● **WHAT IS REQUIRED**
Reproduce each of the records below, replacing every occurrence of "drawing" with "photo" and leaving all other text unchanged. Leave the pictures out of your answer.
────────────────────────────────────────
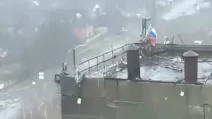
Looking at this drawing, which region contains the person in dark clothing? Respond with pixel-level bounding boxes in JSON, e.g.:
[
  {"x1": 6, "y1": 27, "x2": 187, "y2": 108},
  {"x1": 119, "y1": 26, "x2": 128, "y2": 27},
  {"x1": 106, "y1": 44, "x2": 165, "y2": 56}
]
[{"x1": 141, "y1": 17, "x2": 151, "y2": 37}]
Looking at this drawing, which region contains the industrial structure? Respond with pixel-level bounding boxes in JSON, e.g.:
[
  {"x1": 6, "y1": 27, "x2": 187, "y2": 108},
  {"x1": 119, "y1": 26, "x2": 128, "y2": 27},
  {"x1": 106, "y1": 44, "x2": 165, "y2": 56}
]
[{"x1": 55, "y1": 38, "x2": 212, "y2": 119}]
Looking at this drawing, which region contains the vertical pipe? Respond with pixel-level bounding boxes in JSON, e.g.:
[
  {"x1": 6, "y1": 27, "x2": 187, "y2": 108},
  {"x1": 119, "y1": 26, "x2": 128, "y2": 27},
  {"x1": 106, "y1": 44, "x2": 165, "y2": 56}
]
[
  {"x1": 96, "y1": 57, "x2": 99, "y2": 74},
  {"x1": 102, "y1": 54, "x2": 105, "y2": 71},
  {"x1": 88, "y1": 60, "x2": 91, "y2": 75}
]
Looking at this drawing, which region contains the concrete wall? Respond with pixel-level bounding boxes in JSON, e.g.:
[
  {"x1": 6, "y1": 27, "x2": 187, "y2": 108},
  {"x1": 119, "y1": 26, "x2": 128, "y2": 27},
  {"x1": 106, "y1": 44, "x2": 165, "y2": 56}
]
[{"x1": 60, "y1": 76, "x2": 212, "y2": 119}]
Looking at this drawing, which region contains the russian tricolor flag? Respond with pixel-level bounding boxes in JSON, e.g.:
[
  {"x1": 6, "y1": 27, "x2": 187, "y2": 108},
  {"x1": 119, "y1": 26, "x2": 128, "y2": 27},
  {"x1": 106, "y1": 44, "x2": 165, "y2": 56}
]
[{"x1": 149, "y1": 28, "x2": 157, "y2": 47}]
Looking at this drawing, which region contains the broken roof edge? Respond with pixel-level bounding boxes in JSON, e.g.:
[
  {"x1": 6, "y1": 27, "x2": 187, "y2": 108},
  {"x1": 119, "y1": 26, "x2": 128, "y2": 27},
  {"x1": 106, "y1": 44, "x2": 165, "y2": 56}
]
[{"x1": 183, "y1": 50, "x2": 199, "y2": 57}]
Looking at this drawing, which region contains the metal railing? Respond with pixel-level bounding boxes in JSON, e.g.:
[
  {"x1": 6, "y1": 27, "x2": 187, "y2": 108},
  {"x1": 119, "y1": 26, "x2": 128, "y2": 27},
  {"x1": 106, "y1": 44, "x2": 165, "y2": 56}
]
[{"x1": 77, "y1": 44, "x2": 130, "y2": 74}]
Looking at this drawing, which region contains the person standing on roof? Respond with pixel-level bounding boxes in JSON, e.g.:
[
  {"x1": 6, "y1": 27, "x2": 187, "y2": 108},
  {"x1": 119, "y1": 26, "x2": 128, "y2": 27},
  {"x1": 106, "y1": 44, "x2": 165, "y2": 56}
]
[{"x1": 142, "y1": 16, "x2": 151, "y2": 37}]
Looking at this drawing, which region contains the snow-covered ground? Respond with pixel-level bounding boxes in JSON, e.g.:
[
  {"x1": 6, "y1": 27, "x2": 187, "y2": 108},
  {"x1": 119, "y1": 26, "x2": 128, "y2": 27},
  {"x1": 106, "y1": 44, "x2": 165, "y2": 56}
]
[
  {"x1": 162, "y1": 0, "x2": 211, "y2": 21},
  {"x1": 0, "y1": 98, "x2": 21, "y2": 119}
]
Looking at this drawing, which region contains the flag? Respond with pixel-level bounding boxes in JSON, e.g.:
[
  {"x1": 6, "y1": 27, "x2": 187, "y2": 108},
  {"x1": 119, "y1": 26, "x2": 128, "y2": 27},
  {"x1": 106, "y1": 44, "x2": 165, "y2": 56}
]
[
  {"x1": 0, "y1": 48, "x2": 7, "y2": 58},
  {"x1": 149, "y1": 28, "x2": 157, "y2": 47}
]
────────────────────────────────────────
● **WRITTEN REPLY**
Looking at this photo, which region contains the person in dark clothing? Respond with pixel-level bounding boxes in JSON, e.g.:
[
  {"x1": 6, "y1": 27, "x2": 187, "y2": 108},
  {"x1": 119, "y1": 26, "x2": 128, "y2": 27},
  {"x1": 106, "y1": 44, "x2": 165, "y2": 56}
]
[{"x1": 141, "y1": 17, "x2": 151, "y2": 37}]
Looking at this photo, which region contains the industrial structure? Respond with pixel-level bounding boxes in JSON, e.g.:
[
  {"x1": 6, "y1": 27, "x2": 187, "y2": 108},
  {"x1": 119, "y1": 26, "x2": 128, "y2": 27},
  {"x1": 106, "y1": 44, "x2": 165, "y2": 56}
]
[{"x1": 55, "y1": 38, "x2": 212, "y2": 119}]
Looking at this photo, which region contains the vertical pipe? Respond with pixel-level bounding boxes in JSON, e.g.:
[
  {"x1": 6, "y1": 27, "x2": 187, "y2": 108},
  {"x1": 119, "y1": 26, "x2": 128, "y2": 27},
  {"x1": 106, "y1": 44, "x2": 165, "y2": 56}
]
[
  {"x1": 96, "y1": 57, "x2": 99, "y2": 74},
  {"x1": 102, "y1": 54, "x2": 105, "y2": 71},
  {"x1": 88, "y1": 60, "x2": 91, "y2": 75}
]
Looking at this photo, which region contains the concrete wall? Respond with pixel-level bounding boxes in JSON, e.g.:
[
  {"x1": 6, "y1": 27, "x2": 187, "y2": 108},
  {"x1": 119, "y1": 26, "x2": 128, "y2": 27},
  {"x1": 106, "y1": 44, "x2": 165, "y2": 56}
]
[{"x1": 60, "y1": 76, "x2": 212, "y2": 119}]
Looking at this photo, which region contains the russian tricolor flag? Respond with pixel-level bounding boxes in JSON, e.g.:
[
  {"x1": 6, "y1": 27, "x2": 187, "y2": 108},
  {"x1": 119, "y1": 26, "x2": 128, "y2": 27},
  {"x1": 106, "y1": 44, "x2": 165, "y2": 56}
]
[{"x1": 149, "y1": 28, "x2": 157, "y2": 47}]
Looking at this photo, which region contains the broken roof edge? Respond with pixel-level bounding boxes in JSON, e.g.:
[
  {"x1": 6, "y1": 27, "x2": 187, "y2": 108},
  {"x1": 119, "y1": 26, "x2": 128, "y2": 27},
  {"x1": 106, "y1": 44, "x2": 165, "y2": 56}
]
[{"x1": 183, "y1": 50, "x2": 199, "y2": 57}]
Looking at this photo, which region contains the metal railing? Respond with pixel-level bounding boxes in JSON, e.g.:
[
  {"x1": 6, "y1": 27, "x2": 187, "y2": 108},
  {"x1": 119, "y1": 26, "x2": 128, "y2": 27},
  {"x1": 106, "y1": 44, "x2": 165, "y2": 56}
]
[{"x1": 77, "y1": 44, "x2": 130, "y2": 74}]
Looking at this photo, which region contains the person standing on roof? Respond with pixel-level bounding boxes in JSON, e.g.:
[
  {"x1": 6, "y1": 27, "x2": 187, "y2": 108},
  {"x1": 119, "y1": 26, "x2": 128, "y2": 27},
  {"x1": 106, "y1": 44, "x2": 165, "y2": 56}
]
[{"x1": 142, "y1": 16, "x2": 151, "y2": 37}]
Looking at this photo, which region contains the snow-covered ground? Respond with pixel-level bounding boxes in JSON, e.g.:
[
  {"x1": 6, "y1": 27, "x2": 187, "y2": 108},
  {"x1": 119, "y1": 26, "x2": 128, "y2": 27},
  {"x1": 106, "y1": 44, "x2": 165, "y2": 56}
]
[
  {"x1": 162, "y1": 0, "x2": 211, "y2": 21},
  {"x1": 0, "y1": 98, "x2": 21, "y2": 119}
]
Looking at this photo, which region contains the flag? Respond with pixel-level bounding boxes in JSON, e.g.:
[
  {"x1": 6, "y1": 27, "x2": 187, "y2": 108},
  {"x1": 119, "y1": 26, "x2": 128, "y2": 27},
  {"x1": 106, "y1": 44, "x2": 165, "y2": 56}
]
[
  {"x1": 0, "y1": 48, "x2": 7, "y2": 58},
  {"x1": 149, "y1": 28, "x2": 157, "y2": 47}
]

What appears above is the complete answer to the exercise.